• **JOB**
Convert every line from the start of the rows through the line containing "column 484, row 225", inclusive, into a Markdown table with the columns "Number" and "Line", giving each line's sequence number and its text and skipping any blank lines.

• **MATERIAL TO PROCESS**
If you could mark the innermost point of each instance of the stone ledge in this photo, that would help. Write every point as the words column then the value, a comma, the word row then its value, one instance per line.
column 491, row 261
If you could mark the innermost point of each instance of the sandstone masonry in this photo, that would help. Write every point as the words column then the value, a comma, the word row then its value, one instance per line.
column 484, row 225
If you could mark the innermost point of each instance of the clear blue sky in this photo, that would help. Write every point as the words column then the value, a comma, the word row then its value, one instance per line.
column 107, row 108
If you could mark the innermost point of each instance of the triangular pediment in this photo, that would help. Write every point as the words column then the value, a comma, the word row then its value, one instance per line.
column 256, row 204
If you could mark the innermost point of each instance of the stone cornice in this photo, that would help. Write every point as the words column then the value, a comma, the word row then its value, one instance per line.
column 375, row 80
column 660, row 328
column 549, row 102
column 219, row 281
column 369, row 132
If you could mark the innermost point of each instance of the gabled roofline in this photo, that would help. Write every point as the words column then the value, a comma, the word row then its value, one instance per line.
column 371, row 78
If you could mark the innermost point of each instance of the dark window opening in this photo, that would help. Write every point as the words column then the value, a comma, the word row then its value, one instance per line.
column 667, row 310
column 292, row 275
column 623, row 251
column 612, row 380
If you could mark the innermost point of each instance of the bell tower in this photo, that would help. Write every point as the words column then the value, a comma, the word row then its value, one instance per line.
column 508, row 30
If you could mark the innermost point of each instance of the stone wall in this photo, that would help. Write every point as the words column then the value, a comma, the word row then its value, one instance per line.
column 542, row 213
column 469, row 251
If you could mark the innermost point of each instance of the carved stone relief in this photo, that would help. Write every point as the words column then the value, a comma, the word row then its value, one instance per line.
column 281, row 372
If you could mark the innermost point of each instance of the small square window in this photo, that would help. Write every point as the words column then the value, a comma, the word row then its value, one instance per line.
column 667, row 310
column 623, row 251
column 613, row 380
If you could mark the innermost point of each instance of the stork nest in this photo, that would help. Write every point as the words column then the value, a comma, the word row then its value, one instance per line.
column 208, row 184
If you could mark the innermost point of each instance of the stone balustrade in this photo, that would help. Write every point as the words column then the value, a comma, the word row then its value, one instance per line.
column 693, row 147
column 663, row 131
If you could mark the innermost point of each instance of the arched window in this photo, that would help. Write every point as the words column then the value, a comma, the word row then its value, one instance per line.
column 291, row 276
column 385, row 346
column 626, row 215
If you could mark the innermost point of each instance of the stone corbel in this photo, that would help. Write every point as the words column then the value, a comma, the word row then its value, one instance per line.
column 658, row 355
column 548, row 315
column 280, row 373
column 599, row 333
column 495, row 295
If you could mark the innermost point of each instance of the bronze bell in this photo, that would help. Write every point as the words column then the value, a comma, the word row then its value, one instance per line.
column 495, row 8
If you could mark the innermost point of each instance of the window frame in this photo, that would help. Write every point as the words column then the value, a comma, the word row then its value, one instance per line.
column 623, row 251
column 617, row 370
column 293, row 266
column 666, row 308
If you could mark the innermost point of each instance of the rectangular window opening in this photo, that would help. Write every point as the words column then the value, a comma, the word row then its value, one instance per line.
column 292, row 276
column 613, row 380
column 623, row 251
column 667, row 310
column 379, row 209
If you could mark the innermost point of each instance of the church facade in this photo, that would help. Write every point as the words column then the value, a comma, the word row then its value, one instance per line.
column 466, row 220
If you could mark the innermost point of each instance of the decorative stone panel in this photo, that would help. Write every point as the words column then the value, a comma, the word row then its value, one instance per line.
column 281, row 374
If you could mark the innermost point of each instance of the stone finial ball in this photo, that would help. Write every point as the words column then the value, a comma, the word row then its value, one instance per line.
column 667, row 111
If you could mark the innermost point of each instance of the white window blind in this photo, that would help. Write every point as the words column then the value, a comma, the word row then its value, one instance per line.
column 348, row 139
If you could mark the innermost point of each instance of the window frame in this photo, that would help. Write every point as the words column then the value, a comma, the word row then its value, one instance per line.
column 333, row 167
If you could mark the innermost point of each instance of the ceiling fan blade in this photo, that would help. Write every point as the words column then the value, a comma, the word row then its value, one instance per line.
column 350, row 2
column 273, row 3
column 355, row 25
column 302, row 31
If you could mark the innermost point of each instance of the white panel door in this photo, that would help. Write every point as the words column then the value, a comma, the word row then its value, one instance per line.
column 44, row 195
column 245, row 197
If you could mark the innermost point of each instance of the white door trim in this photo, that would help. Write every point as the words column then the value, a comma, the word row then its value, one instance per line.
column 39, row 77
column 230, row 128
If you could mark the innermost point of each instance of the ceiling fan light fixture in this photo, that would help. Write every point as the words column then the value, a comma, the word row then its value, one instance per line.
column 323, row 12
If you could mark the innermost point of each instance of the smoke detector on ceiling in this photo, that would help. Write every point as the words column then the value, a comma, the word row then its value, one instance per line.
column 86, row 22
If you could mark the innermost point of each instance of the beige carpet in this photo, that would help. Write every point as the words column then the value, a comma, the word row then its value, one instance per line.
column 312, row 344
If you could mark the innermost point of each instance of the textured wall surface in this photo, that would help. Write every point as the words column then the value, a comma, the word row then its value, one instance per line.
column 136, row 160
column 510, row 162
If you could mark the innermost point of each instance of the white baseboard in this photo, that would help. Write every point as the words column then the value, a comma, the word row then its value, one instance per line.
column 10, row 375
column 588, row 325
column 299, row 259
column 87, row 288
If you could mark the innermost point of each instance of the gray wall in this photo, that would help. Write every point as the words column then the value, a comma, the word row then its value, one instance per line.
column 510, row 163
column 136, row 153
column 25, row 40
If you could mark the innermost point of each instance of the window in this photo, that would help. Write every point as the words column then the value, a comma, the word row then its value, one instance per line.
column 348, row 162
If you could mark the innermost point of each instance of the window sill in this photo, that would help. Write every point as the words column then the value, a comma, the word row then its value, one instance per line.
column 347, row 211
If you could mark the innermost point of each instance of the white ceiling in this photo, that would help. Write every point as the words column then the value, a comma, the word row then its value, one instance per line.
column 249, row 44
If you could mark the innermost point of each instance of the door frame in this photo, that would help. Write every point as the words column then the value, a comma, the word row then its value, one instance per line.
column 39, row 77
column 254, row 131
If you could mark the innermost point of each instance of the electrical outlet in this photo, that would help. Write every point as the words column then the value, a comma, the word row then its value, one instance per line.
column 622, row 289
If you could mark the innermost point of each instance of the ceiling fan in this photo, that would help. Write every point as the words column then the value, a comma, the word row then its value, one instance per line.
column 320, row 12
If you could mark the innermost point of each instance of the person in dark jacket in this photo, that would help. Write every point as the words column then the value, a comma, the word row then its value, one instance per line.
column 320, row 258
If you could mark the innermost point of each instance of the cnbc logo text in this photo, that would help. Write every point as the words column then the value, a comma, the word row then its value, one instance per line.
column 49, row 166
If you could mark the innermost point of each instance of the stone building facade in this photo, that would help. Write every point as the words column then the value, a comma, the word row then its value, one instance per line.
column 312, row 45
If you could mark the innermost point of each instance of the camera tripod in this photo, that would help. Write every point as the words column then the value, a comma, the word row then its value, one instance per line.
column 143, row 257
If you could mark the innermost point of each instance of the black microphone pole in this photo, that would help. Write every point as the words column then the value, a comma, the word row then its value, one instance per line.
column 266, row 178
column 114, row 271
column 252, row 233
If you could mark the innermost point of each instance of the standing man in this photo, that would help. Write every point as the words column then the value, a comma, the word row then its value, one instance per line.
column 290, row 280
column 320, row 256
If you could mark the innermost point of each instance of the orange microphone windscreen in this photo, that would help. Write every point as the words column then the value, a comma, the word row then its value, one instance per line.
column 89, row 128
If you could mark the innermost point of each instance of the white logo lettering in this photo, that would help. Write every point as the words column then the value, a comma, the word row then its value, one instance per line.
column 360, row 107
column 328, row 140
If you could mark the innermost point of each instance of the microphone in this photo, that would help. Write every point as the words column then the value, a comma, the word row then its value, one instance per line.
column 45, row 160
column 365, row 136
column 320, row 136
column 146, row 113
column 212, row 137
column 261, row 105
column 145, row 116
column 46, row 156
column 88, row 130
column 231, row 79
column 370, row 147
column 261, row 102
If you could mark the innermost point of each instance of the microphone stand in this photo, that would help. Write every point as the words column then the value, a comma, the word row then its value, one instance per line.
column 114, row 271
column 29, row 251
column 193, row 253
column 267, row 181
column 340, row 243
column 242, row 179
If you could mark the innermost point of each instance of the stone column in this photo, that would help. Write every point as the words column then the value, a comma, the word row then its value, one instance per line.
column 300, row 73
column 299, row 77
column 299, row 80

• **FINAL RESULT**
| Number | Line |
|---|---|
| 1 | If you could mark the innermost point of each instance of the stone ledge in this photo, that would help. Write every point as the words column then the value, a comma, the word row then its value, one instance per line. |
| 2 | column 491, row 261 |
| 3 | If you could mark the innermost point of each instance of the sandstone masonry in this photo, that would help. Write every point as the words column then the value, a comma, the word row then its value, one instance per line. |
| 4 | column 484, row 225 |